- Records supplied
***
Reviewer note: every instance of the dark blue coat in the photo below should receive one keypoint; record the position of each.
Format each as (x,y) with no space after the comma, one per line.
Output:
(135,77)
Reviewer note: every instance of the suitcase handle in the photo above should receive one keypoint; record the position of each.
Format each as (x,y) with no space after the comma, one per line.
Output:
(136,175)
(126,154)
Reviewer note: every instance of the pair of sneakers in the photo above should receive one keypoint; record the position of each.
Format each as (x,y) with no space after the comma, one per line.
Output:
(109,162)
***
- Task instructions
If a line of the material contains the string "receive", count it; give only the total.

- Solution to this task
3